◆ Request ◆
Report every line in the entries below that contains the word "pinstriped", copying each one in full. Case counts.

◆ Input material ◆

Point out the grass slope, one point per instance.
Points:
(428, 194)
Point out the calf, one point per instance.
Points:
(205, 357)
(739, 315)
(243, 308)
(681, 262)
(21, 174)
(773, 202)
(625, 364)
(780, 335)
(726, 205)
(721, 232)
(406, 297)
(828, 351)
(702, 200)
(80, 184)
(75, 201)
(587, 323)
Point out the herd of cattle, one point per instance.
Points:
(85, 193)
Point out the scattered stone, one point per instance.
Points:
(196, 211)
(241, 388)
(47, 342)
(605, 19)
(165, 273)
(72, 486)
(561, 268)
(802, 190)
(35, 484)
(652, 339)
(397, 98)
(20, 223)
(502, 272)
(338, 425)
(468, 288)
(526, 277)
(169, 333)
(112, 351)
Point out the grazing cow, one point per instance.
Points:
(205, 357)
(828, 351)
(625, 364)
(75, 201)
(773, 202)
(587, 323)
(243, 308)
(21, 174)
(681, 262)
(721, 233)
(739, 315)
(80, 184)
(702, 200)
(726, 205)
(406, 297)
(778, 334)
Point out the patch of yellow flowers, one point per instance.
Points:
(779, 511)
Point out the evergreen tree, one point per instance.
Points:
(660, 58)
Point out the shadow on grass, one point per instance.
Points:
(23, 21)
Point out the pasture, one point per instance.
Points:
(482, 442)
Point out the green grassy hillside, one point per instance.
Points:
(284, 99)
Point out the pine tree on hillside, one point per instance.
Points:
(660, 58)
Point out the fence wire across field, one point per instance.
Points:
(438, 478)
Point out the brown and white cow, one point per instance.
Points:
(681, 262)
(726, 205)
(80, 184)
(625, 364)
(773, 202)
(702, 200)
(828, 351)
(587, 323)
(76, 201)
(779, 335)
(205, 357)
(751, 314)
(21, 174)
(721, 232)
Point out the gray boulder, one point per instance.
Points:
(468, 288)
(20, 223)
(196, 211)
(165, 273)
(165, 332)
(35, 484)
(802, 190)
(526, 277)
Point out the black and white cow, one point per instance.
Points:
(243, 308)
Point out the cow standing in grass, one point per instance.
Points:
...
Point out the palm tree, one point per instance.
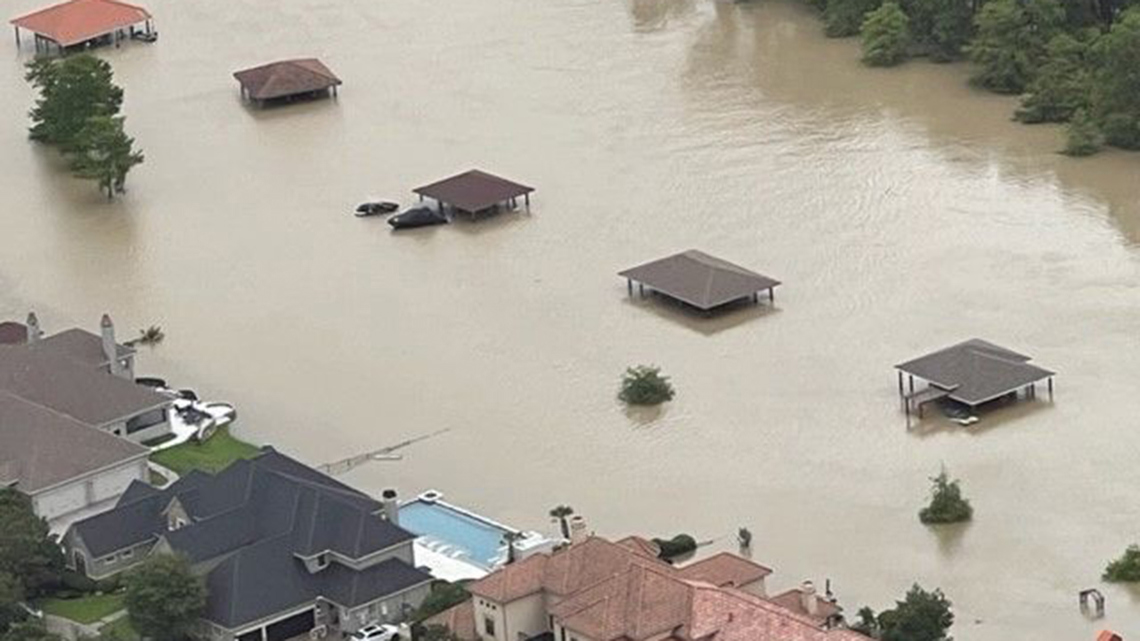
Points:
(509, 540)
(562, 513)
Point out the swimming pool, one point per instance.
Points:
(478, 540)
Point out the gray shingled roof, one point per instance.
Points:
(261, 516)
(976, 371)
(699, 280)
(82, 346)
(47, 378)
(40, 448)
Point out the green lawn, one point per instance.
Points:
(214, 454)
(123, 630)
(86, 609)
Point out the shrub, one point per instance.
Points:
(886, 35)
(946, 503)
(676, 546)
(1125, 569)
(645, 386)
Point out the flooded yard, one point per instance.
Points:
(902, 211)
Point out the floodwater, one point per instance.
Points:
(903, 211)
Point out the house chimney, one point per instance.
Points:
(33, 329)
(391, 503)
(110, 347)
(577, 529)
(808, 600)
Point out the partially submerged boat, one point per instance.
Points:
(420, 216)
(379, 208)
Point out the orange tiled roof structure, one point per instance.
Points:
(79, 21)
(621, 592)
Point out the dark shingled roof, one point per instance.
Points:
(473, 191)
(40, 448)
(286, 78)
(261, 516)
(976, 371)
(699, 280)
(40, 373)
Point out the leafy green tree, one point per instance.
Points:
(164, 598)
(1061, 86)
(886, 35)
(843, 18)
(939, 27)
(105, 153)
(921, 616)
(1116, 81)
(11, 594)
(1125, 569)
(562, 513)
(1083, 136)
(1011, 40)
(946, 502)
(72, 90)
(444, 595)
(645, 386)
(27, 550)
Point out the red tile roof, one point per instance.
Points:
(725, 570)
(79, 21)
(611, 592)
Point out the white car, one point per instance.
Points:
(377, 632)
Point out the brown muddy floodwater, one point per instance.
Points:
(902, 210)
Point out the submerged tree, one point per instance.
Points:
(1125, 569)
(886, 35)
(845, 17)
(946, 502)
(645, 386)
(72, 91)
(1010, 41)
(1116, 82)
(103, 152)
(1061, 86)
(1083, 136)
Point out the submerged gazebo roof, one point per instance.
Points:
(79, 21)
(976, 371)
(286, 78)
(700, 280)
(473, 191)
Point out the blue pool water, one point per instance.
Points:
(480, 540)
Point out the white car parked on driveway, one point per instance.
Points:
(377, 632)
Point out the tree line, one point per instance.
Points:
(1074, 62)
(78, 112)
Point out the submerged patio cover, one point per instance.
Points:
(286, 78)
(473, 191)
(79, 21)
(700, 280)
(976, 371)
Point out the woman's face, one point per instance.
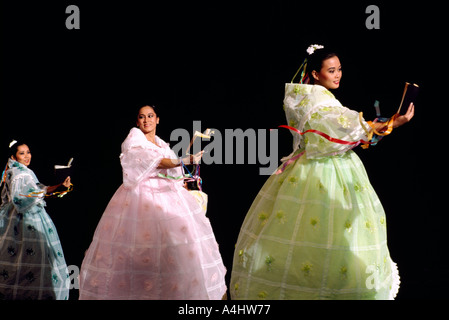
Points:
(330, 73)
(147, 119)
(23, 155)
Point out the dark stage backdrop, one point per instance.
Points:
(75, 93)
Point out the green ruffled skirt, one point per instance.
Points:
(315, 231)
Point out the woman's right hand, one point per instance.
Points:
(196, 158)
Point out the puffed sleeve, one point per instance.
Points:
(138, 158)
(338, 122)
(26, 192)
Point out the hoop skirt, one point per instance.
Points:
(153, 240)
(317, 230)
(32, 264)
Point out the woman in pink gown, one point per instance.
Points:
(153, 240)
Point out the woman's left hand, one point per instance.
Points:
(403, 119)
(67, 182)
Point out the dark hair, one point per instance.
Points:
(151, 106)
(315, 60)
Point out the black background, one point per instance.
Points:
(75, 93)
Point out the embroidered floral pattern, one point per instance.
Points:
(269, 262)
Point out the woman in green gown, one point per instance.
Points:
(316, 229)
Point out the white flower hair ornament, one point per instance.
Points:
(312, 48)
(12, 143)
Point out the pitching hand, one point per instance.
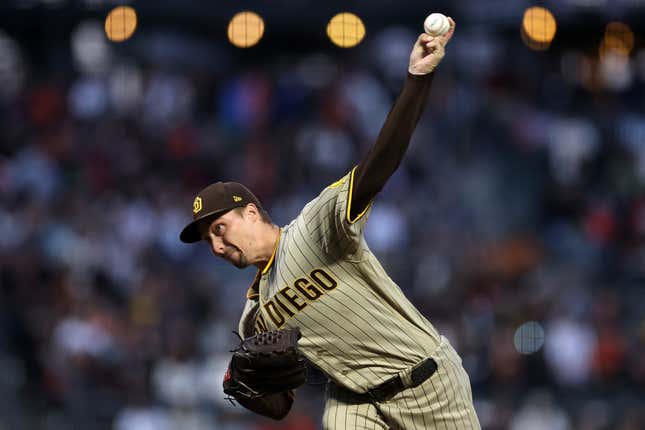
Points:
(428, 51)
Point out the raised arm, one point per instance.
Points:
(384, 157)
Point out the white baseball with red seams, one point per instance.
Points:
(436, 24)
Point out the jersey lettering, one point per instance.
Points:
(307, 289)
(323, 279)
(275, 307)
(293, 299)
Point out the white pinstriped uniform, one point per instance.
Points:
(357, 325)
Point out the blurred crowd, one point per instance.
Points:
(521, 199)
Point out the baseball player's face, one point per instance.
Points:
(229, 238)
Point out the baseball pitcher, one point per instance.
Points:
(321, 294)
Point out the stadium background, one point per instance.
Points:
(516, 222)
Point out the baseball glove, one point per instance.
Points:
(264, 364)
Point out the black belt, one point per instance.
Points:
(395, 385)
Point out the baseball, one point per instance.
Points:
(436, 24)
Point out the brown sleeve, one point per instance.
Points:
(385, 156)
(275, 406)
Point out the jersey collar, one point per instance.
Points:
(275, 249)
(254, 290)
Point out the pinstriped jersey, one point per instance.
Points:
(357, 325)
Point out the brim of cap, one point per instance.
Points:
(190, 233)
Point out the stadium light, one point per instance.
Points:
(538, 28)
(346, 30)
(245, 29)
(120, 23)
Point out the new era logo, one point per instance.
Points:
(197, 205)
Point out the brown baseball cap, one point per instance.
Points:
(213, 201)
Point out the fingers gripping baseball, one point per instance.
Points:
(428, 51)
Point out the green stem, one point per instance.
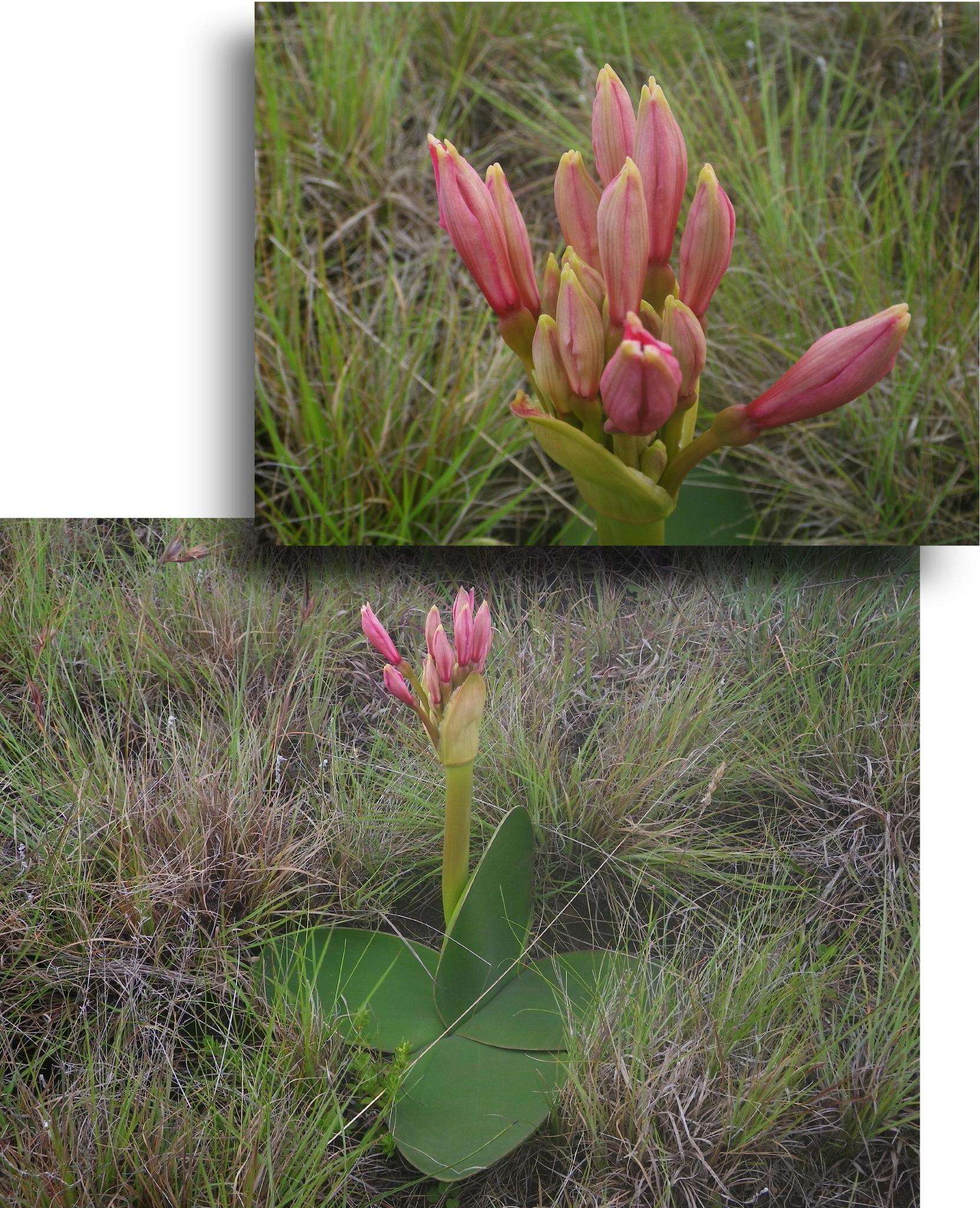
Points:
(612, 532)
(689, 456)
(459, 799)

◆ Final result ◆
Point out the white pinstriped uniform, one point per instance.
Point out the pinstriped jersey, one point per instance.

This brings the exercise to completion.